### INPUT RECORDS
— start —

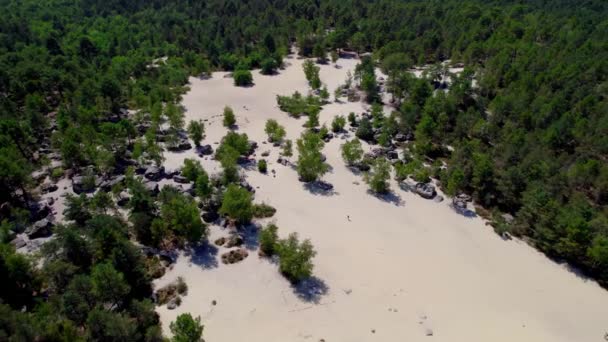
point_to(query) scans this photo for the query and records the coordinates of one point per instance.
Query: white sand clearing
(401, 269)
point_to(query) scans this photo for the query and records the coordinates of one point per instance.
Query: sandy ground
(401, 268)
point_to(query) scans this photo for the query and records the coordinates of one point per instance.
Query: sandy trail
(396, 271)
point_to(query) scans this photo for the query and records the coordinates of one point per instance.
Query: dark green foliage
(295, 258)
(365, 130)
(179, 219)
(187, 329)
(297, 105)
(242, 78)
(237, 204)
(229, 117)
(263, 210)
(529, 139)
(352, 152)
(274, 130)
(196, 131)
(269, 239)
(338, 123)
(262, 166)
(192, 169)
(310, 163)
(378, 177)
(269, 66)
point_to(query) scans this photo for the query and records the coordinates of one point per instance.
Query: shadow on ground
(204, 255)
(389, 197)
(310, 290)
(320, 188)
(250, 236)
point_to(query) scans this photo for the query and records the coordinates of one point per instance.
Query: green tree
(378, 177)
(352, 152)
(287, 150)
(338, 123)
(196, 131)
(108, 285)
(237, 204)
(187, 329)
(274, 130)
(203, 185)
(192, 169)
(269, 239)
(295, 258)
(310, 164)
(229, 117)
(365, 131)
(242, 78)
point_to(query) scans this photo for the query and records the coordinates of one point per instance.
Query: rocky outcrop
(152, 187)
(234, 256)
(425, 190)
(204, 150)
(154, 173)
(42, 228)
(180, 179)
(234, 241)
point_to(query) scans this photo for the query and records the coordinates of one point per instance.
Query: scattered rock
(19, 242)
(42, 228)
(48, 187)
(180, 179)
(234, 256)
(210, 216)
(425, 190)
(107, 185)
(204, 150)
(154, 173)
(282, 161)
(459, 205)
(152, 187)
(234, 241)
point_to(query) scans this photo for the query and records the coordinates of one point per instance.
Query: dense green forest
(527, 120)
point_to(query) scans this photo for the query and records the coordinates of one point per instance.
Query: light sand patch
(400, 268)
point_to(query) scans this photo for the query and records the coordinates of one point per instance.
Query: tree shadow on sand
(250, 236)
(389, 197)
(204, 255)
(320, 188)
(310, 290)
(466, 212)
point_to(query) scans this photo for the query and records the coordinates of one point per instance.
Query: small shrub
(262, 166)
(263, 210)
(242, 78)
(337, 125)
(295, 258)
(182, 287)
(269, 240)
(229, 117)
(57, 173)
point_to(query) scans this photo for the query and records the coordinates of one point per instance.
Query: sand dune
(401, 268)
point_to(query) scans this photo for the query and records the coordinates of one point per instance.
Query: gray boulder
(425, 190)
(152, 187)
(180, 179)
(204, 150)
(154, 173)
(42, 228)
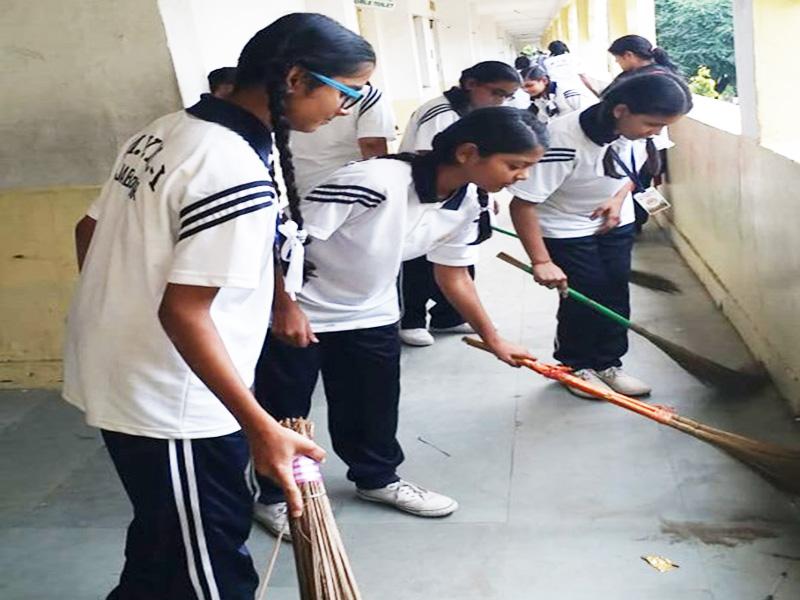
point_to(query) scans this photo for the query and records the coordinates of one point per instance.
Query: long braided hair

— end —

Quote the preceding listing precisely and completely, omitting its images.

### WRITTEN RESPONSE
point_to(query) scans this photo for the query and records the coordinates of one point per instance.
Query: white sand clearing
(401, 269)
point_to(query) scans this photo for the query and records the coordinates of one point per instance.
Query: sandy ground
(401, 268)
point_to(query) scans this photo for the query and records the coordinates of one point per instance.
Query: sandy trail
(396, 271)
point_to(query) scans this photo for the query and records the coordinates of one point per instance.
Query: dark green foliage
(295, 258)
(365, 130)
(179, 219)
(187, 329)
(297, 105)
(242, 78)
(237, 204)
(229, 117)
(263, 210)
(529, 139)
(352, 152)
(274, 130)
(196, 131)
(269, 239)
(338, 123)
(262, 166)
(192, 169)
(310, 163)
(378, 177)
(269, 66)
point_to(query) scans this photo for the query and records the coordinates of one point per instance.
Query: shadow on ground
(204, 255)
(389, 197)
(310, 290)
(320, 188)
(250, 236)
point_to(query) scans this photo for the query and records the coordinates of one point per instance.
Query: green tree
(378, 177)
(352, 152)
(287, 150)
(338, 123)
(196, 131)
(108, 285)
(237, 204)
(187, 329)
(274, 130)
(203, 185)
(192, 169)
(269, 239)
(295, 258)
(310, 164)
(229, 117)
(365, 131)
(242, 78)
point_to(query) scans this photo for the query and records the coordinates of one point per instance.
Query: rocky outcrop
(152, 187)
(234, 256)
(425, 190)
(204, 150)
(154, 173)
(42, 228)
(180, 179)
(234, 241)
point_to(query) scans this photo for the query and records the coordinates of one point per instance.
Query: scattered rock
(19, 242)
(42, 228)
(48, 187)
(180, 179)
(234, 256)
(210, 216)
(425, 190)
(107, 185)
(204, 150)
(154, 173)
(282, 161)
(459, 205)
(152, 187)
(234, 241)
point_to(query) scans this photo for the query and records the coordinates of one point per instance.
Query: dense green forest
(527, 120)
point_to(query) scans this photo for the query and records the coordinates of one point per instance.
Query: light sand patch
(400, 268)
point_to(query) scans this photo for the query and records the coordinates of one point per instance.
Query: tree shadow on sand
(250, 236)
(389, 197)
(204, 255)
(320, 188)
(310, 290)
(466, 212)
point_to(query) scans this photo for the query and records the coordinates of one point per instance.
Query: small shrub
(262, 166)
(263, 210)
(242, 78)
(337, 125)
(295, 258)
(182, 287)
(269, 240)
(229, 117)
(57, 173)
point_to(query) scans this photo for the query and records the coordinates of one point per instance.
Query: sand dune
(401, 268)
point_to(query) scans this photo for the query and records the coordinates of one point per instance.
Query: gray boulder
(425, 190)
(152, 187)
(180, 179)
(204, 150)
(154, 173)
(42, 228)
point_to(query) scans this photo for the query and records the coordinates of one point per instance.
Query: long braided hair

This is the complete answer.